Records for this task.
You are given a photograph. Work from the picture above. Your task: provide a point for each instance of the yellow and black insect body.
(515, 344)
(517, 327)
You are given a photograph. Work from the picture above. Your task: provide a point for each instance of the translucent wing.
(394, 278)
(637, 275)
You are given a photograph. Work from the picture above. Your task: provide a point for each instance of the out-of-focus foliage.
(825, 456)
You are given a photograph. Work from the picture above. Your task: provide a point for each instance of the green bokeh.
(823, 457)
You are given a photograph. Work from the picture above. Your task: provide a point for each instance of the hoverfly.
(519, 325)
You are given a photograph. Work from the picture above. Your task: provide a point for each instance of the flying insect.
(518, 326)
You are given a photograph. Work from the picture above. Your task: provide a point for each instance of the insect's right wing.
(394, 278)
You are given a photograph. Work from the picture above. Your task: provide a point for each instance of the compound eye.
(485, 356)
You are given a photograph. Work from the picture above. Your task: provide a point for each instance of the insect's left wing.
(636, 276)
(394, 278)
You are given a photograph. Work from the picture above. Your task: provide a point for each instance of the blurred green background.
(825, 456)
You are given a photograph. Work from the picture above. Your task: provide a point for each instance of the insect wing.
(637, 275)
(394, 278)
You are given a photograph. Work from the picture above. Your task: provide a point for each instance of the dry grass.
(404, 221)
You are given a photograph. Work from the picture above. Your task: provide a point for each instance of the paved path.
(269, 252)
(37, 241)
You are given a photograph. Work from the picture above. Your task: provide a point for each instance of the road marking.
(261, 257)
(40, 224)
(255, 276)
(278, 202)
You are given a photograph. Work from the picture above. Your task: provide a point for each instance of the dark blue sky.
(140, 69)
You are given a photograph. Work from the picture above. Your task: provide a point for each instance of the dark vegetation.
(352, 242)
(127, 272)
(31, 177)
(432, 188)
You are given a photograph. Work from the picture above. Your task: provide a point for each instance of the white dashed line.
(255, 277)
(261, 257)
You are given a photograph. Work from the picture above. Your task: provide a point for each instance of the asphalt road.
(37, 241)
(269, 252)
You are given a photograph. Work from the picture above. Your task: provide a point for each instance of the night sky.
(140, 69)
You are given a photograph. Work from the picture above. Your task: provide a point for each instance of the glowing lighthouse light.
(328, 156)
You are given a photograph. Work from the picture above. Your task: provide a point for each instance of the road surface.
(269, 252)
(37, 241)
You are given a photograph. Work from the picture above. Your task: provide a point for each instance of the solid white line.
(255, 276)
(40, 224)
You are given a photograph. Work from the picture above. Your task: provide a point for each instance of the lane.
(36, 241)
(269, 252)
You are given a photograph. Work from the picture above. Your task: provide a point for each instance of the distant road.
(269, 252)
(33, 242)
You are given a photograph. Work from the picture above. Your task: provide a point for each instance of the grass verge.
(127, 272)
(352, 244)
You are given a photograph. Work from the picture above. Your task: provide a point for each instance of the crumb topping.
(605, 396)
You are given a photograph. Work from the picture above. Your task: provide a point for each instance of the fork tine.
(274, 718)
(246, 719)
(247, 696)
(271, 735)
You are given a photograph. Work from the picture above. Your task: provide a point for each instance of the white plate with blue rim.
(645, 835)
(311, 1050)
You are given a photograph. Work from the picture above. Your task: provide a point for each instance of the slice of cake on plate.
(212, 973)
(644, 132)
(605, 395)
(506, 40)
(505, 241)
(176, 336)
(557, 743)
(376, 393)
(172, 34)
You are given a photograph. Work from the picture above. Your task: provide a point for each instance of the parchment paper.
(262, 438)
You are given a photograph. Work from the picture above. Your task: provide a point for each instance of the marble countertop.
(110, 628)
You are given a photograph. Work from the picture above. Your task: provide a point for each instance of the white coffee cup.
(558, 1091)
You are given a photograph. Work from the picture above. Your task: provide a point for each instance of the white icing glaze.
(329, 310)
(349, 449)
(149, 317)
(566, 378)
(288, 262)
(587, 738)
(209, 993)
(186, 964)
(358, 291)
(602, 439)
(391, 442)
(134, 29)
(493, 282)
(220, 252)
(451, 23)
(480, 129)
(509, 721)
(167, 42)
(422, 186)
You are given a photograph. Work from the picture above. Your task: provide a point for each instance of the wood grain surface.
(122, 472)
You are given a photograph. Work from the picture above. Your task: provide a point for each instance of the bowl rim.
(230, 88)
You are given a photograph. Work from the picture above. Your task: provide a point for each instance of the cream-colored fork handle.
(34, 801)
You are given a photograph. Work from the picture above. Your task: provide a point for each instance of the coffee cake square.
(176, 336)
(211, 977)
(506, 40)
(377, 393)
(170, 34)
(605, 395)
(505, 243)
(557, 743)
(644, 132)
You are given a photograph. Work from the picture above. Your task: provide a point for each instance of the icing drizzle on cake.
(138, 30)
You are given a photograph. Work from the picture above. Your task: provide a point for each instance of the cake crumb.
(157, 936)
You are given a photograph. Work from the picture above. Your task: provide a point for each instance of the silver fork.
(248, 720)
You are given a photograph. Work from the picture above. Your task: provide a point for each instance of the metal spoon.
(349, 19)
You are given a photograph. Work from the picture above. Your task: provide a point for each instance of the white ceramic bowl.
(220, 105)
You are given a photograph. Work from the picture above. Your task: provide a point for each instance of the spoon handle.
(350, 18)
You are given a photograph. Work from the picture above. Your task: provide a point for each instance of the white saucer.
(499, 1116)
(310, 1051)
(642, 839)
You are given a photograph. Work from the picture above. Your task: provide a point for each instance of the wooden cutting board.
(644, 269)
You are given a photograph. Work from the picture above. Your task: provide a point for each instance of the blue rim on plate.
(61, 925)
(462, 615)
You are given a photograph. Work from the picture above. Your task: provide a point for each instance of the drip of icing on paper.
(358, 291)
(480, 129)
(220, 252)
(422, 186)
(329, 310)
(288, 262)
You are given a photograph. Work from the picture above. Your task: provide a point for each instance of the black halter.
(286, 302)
==
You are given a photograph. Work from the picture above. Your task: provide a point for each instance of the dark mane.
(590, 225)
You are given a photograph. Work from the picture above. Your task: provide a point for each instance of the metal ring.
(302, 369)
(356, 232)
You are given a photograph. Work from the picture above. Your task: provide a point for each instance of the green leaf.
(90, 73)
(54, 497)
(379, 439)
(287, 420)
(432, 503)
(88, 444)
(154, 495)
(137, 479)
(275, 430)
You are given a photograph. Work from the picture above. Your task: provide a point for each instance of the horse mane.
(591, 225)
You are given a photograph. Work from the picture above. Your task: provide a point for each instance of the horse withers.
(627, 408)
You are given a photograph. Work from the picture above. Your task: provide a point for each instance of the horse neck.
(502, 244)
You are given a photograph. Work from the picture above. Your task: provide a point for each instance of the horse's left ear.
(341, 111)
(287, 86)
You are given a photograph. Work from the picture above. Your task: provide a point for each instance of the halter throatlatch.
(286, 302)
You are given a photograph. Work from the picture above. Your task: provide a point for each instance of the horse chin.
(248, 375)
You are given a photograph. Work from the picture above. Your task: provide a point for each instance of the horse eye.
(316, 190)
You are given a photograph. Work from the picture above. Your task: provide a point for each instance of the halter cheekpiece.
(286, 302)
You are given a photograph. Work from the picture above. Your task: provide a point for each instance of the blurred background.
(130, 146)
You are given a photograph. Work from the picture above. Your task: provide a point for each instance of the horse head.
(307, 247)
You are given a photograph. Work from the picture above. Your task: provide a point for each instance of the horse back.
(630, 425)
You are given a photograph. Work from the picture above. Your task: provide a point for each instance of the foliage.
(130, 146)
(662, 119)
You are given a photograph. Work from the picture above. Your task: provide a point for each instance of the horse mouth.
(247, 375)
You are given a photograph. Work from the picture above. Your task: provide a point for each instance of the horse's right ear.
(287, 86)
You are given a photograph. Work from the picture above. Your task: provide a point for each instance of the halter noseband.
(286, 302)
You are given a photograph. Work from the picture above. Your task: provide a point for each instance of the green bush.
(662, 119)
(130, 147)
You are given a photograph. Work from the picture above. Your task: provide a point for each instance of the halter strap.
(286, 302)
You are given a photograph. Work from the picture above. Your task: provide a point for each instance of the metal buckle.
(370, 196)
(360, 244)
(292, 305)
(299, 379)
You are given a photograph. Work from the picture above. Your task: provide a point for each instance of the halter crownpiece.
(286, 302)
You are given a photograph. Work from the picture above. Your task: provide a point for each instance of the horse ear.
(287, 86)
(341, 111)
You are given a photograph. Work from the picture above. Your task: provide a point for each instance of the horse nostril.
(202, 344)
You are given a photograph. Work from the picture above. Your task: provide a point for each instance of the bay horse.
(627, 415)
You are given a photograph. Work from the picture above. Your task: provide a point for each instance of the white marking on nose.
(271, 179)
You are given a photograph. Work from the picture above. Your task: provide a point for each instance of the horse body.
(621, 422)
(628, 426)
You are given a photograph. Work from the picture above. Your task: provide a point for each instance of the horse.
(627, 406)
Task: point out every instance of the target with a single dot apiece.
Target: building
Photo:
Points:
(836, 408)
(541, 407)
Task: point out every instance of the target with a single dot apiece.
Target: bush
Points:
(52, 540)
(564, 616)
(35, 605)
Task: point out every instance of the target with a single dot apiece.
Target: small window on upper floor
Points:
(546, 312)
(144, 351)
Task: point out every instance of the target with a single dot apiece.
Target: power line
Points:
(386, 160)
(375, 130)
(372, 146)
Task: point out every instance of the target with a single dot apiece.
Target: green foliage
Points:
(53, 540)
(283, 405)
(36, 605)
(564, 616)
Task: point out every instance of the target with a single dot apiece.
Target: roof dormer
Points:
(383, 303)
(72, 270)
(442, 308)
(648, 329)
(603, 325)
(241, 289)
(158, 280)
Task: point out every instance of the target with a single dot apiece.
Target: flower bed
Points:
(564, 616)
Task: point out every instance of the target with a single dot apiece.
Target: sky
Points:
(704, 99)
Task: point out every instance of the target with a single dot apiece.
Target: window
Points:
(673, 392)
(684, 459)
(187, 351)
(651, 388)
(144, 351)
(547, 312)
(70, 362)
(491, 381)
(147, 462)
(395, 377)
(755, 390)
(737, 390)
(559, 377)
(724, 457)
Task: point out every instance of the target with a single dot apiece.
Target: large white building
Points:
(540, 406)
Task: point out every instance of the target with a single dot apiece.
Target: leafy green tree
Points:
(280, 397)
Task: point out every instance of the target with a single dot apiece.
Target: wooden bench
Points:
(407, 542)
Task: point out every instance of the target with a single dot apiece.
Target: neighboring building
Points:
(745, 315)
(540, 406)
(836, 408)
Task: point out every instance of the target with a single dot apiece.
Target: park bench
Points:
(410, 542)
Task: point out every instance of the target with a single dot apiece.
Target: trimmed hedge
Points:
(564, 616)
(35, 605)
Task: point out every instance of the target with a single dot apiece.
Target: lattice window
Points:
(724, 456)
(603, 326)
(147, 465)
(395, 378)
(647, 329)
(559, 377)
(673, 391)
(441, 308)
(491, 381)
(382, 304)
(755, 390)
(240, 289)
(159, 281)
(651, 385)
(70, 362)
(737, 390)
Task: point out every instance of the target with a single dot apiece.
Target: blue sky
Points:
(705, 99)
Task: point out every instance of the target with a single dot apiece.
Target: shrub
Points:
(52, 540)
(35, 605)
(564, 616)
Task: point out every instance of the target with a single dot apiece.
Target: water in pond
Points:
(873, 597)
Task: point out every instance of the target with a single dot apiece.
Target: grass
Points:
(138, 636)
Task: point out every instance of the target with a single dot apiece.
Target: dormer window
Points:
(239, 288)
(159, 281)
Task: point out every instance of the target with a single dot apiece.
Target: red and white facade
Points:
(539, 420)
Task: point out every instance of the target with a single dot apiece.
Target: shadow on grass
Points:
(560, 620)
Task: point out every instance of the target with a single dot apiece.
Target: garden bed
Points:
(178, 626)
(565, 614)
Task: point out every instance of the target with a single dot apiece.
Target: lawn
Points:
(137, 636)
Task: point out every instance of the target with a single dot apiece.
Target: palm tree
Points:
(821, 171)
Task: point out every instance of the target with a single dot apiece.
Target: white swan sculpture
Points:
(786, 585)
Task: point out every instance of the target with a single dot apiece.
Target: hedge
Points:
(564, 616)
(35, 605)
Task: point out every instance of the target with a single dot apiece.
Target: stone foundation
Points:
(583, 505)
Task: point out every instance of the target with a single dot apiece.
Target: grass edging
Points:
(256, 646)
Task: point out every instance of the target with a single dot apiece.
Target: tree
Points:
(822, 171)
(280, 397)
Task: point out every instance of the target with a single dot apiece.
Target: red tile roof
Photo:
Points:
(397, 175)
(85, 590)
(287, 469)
...
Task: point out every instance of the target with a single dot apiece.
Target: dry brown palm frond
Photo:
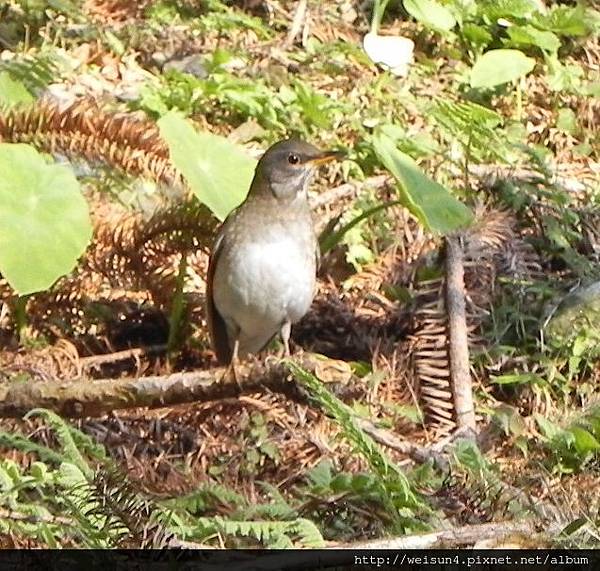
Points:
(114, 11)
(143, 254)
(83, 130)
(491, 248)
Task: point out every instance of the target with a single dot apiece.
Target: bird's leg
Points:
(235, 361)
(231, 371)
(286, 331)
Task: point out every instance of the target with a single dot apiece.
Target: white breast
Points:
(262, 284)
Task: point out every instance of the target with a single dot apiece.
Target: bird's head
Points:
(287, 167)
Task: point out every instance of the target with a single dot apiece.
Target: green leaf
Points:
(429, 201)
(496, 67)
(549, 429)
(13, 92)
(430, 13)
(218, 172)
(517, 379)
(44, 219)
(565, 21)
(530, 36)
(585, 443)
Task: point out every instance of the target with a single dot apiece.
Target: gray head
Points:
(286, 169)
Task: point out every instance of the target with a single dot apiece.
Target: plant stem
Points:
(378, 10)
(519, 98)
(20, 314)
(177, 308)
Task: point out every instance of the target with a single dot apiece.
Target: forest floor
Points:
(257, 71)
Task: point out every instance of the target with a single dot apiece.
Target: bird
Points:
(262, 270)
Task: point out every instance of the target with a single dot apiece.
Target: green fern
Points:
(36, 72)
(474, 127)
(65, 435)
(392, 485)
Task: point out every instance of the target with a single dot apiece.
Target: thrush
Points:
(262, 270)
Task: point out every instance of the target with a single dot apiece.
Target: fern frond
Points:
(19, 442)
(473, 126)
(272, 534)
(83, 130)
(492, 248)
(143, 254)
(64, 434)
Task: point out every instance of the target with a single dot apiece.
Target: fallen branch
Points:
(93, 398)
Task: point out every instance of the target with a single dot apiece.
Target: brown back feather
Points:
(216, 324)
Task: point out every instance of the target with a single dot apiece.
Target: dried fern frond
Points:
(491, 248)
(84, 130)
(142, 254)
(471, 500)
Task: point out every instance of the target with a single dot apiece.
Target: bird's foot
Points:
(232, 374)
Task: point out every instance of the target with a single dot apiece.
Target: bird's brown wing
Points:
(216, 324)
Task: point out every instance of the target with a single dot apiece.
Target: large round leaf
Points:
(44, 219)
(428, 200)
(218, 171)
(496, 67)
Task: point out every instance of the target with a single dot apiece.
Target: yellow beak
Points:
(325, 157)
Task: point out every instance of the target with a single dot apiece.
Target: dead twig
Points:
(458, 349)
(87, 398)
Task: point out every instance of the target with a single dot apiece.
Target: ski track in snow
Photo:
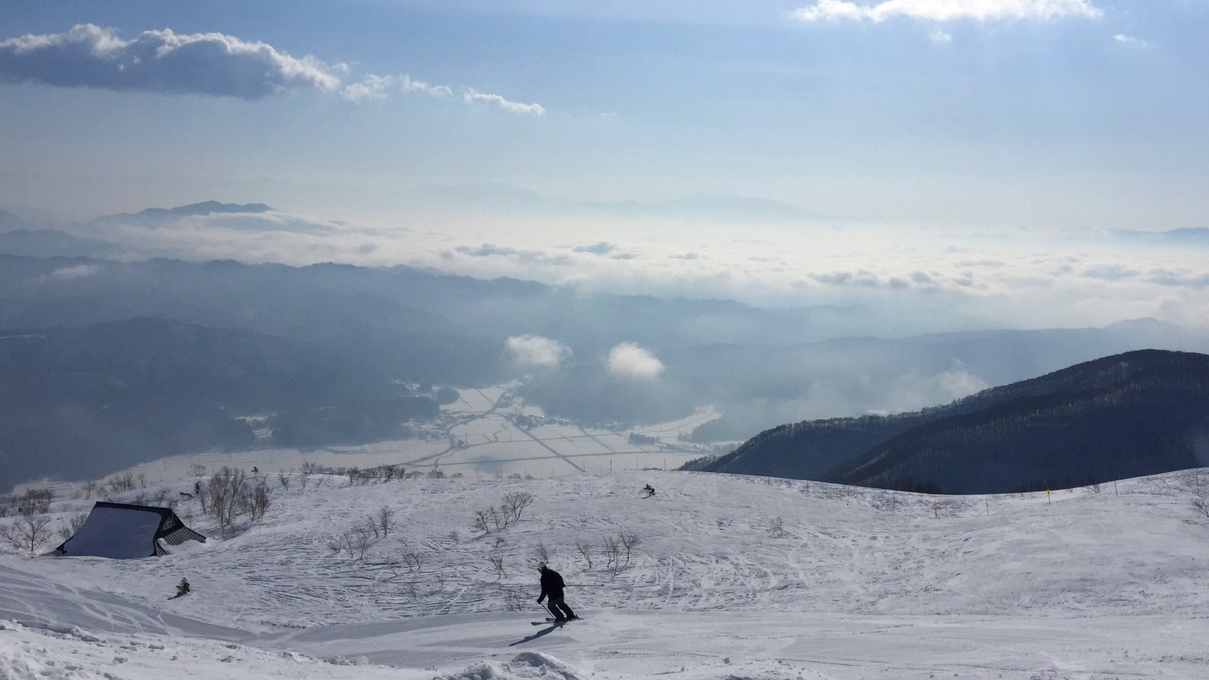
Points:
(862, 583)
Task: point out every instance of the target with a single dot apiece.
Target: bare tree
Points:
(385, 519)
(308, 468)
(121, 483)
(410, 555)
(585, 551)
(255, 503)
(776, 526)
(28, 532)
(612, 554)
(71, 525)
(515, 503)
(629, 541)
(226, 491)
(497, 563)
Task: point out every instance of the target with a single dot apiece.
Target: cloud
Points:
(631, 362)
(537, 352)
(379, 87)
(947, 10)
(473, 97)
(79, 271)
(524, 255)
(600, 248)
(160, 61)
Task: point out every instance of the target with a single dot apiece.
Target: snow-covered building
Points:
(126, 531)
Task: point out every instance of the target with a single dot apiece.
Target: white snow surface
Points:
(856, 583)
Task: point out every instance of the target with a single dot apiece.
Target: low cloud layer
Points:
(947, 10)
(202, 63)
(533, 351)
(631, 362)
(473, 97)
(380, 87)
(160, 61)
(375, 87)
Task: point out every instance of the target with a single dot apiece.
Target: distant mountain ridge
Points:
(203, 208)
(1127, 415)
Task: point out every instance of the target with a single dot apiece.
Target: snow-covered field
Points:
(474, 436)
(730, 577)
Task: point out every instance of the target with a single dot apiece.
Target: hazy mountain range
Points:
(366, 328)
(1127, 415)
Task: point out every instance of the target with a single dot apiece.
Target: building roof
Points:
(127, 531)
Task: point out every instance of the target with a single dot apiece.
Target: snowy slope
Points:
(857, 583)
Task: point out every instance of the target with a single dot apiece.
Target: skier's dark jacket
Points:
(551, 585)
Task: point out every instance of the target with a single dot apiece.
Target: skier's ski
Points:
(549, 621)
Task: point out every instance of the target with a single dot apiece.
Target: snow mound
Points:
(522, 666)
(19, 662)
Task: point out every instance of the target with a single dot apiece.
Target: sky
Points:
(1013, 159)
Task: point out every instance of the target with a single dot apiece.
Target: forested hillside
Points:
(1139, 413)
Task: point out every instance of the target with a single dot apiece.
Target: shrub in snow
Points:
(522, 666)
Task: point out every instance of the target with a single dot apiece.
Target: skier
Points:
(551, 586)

Objective.
Please convert everything in the records from the line containing "the night sky." down to the line containing "(558, 1091)", both included, into a JSON list of strings with one string per line, leaving out any blank lines.

Expected answer.
[
  "You are given a photograph. Work from the picture above. Your task: provide a point for each instance of the night sky.",
  "(140, 69)",
  "You are given a photograph. Work from the picture above. Your task: provide a point for each instance of the glowing lighthouse light.",
  "(328, 156)",
  "You are given a photograph. Work from the picture above. Your task: provide a point for each instance of the road surface.",
  "(269, 252)",
  "(37, 241)",
  "You are given a photograph. Work from the picture above. Your task: provide a point for each instance of the solid white line.",
  "(255, 276)",
  "(40, 224)",
  "You are given a photograph. Work from the picture above. Your task: provide a point for each instance of the lane.",
  "(36, 241)",
  "(269, 252)",
  "You are given a photograph. Work from the picture above. Your task: provide a point for each instance of the distant road.",
  "(269, 252)",
  "(33, 242)",
  "You are given a photograph. Work from the picture above. Your task: provide a point for each instance of the grass verge.",
  "(127, 272)",
  "(352, 244)",
  "You are given a photograph. Work from the picture above. Your task: provide a point for each instance of the crumb topping.",
  "(605, 396)",
  "You are given a photograph. Work from the picture above. Your task: provide a point for each instance of the fork tine.",
  "(274, 718)",
  "(246, 719)",
  "(247, 696)",
  "(271, 735)",
  "You are given a photograph. Work from the picture above. Your task: provide a point for each instance of the white plate with blue rim.",
  "(645, 835)",
  "(311, 1050)",
  "You are given a photograph. Work from the picture above. Your task: provide a point for each instance of the slice of cake on plate.",
  "(212, 973)",
  "(644, 132)",
  "(605, 395)",
  "(506, 40)",
  "(505, 241)",
  "(176, 336)",
  "(557, 743)",
  "(376, 393)",
  "(172, 34)",
  "You are given a photograph. Work from the picture above. Your task: provide a point for each instance of the parchment paper.",
  "(262, 438)",
  "You are given a photograph. Work from the picture above. Your task: provide a point for each instance of the marble countertop.",
  "(110, 628)",
  "You are given a photograph. Work from the picture above. Your task: provide a point for each instance of the white coffee cup.",
  "(558, 1091)"
]